Task objective: Read through the material below and find each line that has the word "camouflage"; copy it.

Information given:
•••••
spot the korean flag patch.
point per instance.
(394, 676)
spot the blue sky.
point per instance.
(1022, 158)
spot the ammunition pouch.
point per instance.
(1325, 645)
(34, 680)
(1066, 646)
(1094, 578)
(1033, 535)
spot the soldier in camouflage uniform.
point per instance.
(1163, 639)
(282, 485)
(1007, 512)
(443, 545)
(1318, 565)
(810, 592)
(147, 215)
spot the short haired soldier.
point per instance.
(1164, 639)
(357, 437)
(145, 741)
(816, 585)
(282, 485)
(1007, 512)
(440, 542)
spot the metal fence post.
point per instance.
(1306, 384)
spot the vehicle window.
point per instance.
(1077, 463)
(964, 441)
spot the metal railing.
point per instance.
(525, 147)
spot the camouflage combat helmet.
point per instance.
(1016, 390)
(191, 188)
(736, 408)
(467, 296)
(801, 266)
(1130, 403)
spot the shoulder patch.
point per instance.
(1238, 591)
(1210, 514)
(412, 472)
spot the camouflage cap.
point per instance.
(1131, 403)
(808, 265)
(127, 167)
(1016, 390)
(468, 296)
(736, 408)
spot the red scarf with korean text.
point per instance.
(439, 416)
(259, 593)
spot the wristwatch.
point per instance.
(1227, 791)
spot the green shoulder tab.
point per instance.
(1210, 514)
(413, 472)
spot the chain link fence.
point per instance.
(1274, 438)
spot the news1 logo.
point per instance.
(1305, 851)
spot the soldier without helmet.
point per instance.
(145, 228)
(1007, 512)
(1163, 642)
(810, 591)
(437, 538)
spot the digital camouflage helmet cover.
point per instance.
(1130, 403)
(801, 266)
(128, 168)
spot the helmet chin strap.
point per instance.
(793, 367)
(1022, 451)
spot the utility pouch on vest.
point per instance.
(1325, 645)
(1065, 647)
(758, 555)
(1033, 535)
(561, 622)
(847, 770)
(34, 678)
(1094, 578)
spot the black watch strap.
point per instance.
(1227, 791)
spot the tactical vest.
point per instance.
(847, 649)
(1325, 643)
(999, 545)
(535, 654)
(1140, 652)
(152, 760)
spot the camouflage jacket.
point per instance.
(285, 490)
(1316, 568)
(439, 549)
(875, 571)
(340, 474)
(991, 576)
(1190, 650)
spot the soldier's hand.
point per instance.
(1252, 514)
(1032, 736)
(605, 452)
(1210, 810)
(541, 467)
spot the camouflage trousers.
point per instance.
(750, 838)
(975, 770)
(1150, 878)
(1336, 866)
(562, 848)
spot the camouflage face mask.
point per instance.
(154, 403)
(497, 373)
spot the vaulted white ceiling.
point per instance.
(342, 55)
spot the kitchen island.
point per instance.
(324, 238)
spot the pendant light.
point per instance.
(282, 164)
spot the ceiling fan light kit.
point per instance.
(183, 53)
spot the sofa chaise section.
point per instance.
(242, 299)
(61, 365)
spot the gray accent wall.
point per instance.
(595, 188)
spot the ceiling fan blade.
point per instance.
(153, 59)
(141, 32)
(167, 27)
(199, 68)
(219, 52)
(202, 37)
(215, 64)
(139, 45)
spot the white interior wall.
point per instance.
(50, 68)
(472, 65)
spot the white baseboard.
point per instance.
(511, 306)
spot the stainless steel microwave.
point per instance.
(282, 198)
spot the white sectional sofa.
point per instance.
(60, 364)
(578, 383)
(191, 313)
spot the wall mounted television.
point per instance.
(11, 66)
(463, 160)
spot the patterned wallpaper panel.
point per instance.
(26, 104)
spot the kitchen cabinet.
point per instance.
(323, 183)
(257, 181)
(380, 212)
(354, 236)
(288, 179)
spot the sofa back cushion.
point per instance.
•••••
Completed task:
spot the soldier in camouflage uniform.
spot the camouflage combat helmet.
spot the camouflage cap.
spot the digital camouflage helmet cover.
spot the camouflage jacket.
spot the camouflage trousers.
spot the camouflage face mask.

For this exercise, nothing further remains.